Look through the data below for the string "black", and copy every line where it turns up.

* * * * * * *

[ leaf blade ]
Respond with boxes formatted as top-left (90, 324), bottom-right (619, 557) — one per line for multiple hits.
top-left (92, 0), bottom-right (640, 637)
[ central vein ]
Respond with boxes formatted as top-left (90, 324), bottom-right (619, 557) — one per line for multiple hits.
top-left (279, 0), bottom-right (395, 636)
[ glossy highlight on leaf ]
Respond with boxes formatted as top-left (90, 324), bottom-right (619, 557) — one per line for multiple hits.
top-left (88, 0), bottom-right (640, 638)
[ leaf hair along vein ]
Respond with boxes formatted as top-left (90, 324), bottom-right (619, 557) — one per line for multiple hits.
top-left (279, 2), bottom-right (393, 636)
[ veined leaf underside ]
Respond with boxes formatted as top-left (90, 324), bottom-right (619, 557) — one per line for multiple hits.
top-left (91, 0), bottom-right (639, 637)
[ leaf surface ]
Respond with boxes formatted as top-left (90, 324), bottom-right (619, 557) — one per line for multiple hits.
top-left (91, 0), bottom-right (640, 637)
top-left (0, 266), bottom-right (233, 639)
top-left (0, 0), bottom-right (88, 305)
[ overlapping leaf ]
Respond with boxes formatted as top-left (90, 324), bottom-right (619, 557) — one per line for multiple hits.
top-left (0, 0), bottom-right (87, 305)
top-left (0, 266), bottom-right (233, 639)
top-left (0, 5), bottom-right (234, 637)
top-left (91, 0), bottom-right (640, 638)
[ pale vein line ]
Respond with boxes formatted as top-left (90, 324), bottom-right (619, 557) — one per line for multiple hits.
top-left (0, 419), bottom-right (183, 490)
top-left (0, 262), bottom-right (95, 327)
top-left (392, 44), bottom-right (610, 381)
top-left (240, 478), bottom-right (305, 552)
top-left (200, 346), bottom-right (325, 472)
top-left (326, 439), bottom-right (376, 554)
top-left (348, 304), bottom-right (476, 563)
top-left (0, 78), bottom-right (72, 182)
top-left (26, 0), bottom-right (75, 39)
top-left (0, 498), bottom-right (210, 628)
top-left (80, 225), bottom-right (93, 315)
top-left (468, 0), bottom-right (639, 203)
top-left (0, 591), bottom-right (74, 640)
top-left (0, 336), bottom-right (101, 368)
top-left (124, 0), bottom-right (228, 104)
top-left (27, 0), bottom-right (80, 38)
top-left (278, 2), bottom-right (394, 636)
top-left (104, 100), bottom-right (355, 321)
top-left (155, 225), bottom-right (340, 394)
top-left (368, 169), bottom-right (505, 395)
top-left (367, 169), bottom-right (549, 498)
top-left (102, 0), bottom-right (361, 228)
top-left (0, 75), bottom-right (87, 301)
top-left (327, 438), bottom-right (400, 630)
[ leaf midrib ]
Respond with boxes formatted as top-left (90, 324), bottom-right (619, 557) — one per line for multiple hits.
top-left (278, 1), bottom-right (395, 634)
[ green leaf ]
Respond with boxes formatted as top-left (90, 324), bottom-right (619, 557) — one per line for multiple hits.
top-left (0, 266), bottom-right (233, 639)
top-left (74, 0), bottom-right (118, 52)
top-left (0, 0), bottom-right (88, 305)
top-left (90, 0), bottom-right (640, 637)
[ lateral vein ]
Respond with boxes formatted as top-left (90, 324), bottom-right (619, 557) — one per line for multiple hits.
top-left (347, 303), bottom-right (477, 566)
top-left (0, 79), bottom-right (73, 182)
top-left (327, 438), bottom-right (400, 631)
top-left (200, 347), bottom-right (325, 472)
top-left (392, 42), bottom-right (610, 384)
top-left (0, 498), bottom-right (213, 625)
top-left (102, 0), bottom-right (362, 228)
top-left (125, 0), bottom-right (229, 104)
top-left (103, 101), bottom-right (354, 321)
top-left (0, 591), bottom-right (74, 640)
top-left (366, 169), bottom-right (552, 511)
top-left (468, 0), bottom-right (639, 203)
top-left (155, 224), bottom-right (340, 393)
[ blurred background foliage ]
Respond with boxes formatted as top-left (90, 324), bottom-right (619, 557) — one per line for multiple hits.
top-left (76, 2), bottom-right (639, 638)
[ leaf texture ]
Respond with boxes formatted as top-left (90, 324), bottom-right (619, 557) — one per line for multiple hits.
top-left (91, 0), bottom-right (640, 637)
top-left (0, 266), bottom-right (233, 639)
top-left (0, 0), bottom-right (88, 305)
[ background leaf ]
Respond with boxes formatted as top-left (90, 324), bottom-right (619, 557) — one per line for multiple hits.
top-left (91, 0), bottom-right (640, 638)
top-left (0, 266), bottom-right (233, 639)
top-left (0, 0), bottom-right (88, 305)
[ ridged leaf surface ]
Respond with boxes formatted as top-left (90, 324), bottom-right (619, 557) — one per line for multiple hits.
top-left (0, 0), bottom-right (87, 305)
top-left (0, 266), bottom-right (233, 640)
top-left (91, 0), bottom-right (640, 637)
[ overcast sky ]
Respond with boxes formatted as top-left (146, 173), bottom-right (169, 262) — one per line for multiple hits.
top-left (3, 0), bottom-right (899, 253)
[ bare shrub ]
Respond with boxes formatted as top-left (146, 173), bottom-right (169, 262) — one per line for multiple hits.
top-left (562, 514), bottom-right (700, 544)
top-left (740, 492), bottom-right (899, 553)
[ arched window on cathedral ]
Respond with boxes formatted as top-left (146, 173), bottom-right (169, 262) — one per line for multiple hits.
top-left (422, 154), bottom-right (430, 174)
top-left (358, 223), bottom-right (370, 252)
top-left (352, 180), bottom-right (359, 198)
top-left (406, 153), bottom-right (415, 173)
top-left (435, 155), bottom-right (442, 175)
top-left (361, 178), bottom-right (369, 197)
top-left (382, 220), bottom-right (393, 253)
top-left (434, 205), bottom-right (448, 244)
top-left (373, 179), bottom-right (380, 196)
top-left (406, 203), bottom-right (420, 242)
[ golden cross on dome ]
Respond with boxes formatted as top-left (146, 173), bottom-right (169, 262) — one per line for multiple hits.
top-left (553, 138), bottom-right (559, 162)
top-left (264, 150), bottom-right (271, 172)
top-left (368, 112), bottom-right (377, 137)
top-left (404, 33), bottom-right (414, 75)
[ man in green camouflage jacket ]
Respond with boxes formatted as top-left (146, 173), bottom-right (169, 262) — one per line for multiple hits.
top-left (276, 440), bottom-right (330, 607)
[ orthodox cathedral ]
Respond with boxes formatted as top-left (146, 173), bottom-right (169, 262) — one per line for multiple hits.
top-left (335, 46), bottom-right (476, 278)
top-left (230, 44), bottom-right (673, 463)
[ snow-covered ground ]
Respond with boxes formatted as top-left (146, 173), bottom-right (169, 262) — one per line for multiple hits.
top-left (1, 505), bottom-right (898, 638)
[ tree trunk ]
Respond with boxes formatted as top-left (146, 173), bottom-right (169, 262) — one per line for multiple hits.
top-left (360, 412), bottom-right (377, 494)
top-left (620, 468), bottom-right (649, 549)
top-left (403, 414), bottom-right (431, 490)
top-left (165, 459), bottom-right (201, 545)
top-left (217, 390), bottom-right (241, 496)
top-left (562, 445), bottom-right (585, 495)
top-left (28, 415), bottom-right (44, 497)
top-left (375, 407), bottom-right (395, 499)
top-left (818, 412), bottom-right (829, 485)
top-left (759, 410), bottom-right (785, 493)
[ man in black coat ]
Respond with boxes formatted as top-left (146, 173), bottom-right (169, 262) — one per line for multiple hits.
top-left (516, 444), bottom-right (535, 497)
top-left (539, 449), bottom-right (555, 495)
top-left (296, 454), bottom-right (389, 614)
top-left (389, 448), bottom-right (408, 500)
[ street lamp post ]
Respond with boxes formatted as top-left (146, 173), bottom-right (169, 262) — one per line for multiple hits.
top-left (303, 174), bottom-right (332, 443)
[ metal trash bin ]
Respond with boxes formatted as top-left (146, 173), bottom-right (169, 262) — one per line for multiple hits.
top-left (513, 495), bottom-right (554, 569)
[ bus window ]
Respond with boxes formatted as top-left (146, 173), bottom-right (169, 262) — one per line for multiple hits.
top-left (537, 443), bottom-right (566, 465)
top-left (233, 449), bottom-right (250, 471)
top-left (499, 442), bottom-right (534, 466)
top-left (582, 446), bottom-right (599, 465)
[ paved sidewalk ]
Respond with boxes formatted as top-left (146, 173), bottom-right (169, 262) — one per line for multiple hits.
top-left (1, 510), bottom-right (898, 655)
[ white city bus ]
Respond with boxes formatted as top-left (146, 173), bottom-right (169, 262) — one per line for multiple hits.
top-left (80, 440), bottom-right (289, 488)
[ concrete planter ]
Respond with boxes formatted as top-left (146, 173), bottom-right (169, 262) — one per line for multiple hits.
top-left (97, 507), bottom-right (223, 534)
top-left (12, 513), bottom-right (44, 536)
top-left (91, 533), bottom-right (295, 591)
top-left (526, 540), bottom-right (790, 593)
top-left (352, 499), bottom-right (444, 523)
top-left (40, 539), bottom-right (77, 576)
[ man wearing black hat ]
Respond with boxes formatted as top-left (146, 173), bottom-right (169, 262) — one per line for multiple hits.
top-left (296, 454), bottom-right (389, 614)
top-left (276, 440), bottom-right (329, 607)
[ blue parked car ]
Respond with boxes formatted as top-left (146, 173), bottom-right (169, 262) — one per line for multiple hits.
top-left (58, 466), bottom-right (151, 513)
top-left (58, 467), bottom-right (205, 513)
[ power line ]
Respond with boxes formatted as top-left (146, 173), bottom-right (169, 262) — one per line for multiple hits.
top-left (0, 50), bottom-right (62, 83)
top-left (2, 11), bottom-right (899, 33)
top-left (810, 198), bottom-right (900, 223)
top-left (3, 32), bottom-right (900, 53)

* * * * * * *

- **Answer for the task**:
[ man in black coat ]
[ man wearing black hat ]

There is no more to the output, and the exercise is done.